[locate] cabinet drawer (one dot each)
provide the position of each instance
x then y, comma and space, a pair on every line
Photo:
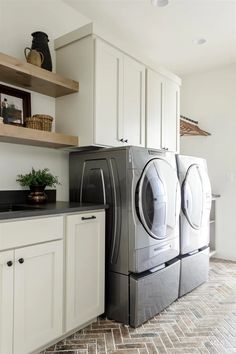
26, 232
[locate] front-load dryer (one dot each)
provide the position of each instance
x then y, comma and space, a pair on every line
142, 225
194, 221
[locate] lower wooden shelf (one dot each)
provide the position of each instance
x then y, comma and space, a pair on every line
26, 136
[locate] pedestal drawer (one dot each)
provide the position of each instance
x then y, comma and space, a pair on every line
18, 233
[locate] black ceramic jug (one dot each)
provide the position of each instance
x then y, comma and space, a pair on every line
40, 43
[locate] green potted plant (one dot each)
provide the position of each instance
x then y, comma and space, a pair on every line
37, 181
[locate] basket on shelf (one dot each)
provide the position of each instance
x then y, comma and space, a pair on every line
40, 122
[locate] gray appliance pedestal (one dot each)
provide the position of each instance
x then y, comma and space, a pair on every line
135, 299
194, 271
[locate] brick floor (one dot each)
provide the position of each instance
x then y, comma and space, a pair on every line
203, 321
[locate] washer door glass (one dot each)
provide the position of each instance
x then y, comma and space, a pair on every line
158, 198
192, 193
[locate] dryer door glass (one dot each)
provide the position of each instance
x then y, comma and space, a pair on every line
192, 193
157, 198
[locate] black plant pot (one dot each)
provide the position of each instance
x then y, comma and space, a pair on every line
37, 195
40, 43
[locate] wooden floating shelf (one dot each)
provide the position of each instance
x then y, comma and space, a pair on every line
20, 135
34, 78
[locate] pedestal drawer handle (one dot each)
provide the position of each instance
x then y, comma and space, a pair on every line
88, 218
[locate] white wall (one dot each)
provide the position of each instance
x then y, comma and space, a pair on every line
18, 19
210, 98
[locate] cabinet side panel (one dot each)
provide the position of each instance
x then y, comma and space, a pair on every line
6, 302
134, 102
74, 113
170, 117
85, 268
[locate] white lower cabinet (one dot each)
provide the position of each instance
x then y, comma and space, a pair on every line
6, 301
85, 267
30, 297
162, 112
37, 296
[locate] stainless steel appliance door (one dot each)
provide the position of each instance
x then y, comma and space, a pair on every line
196, 196
158, 198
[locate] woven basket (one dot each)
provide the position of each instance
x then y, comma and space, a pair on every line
40, 121
33, 123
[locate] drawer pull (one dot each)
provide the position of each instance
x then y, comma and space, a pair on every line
88, 218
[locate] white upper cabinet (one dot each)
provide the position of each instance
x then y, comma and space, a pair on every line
109, 110
6, 301
134, 102
38, 296
108, 94
162, 112
85, 268
153, 110
170, 115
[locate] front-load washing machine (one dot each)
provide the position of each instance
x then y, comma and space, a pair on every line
141, 188
194, 221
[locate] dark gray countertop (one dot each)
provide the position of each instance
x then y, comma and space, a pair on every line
48, 209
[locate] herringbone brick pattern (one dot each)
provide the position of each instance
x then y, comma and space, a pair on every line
203, 321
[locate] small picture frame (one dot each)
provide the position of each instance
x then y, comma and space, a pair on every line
15, 105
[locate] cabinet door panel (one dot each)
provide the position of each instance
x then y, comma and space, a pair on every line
6, 302
134, 102
38, 296
85, 268
108, 94
170, 115
153, 110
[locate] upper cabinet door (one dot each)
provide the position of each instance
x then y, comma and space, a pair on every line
170, 115
108, 94
134, 102
153, 109
38, 296
6, 301
85, 267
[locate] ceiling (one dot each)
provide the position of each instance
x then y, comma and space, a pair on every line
166, 34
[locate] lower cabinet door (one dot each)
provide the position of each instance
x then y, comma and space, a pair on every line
85, 267
38, 296
6, 301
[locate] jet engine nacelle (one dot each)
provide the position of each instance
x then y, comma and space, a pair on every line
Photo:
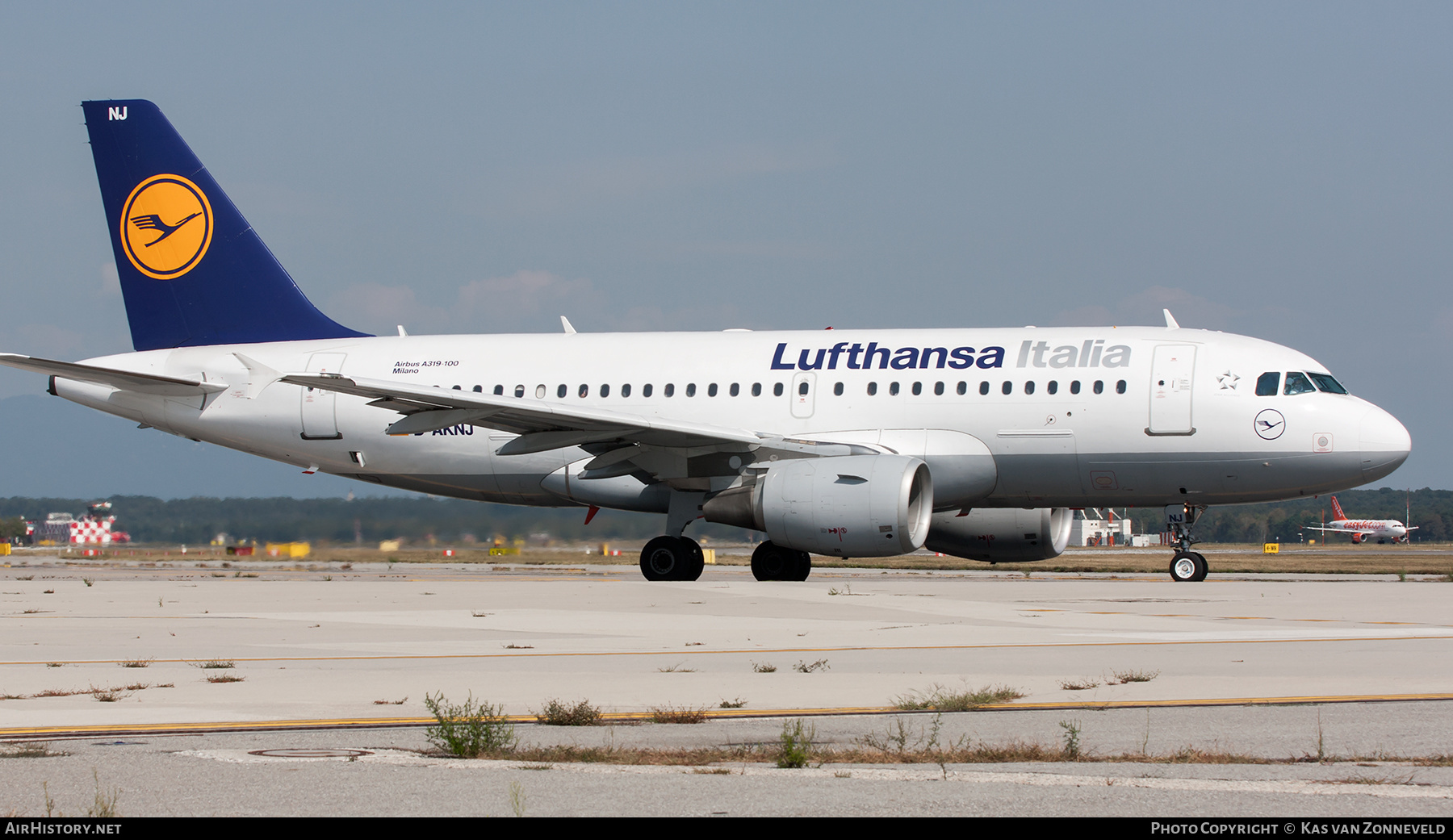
846, 506
1003, 533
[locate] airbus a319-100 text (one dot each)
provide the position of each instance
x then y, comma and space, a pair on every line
975, 444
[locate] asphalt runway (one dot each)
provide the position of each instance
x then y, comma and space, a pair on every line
1264, 666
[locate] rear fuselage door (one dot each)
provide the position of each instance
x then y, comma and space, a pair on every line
319, 419
1171, 375
802, 395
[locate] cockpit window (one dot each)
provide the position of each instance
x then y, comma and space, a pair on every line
1327, 384
1296, 382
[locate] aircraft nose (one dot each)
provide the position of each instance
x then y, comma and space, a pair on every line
1385, 444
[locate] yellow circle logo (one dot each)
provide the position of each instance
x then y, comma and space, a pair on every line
166, 226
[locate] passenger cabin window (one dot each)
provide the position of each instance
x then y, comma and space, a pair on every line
1296, 382
1327, 384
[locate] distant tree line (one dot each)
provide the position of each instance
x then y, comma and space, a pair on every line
452, 520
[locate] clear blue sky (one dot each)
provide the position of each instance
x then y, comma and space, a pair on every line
1271, 169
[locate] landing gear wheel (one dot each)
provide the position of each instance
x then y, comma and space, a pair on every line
802, 567
1189, 567
695, 560
1202, 567
777, 562
668, 558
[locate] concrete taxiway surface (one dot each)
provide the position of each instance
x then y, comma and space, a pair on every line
330, 646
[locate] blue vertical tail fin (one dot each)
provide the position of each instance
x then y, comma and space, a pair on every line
192, 270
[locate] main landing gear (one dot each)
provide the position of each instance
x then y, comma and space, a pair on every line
777, 562
1187, 566
672, 558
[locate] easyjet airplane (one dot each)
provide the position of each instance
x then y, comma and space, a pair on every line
1365, 529
848, 444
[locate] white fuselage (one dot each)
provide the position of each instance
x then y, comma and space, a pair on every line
1073, 417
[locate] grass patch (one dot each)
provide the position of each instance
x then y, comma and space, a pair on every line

• Activity: Look through the records and gather every line containing "window".

• Written solution:
[locate] cockpit window (one dot each)
[locate] passenger cabin window (one dot each)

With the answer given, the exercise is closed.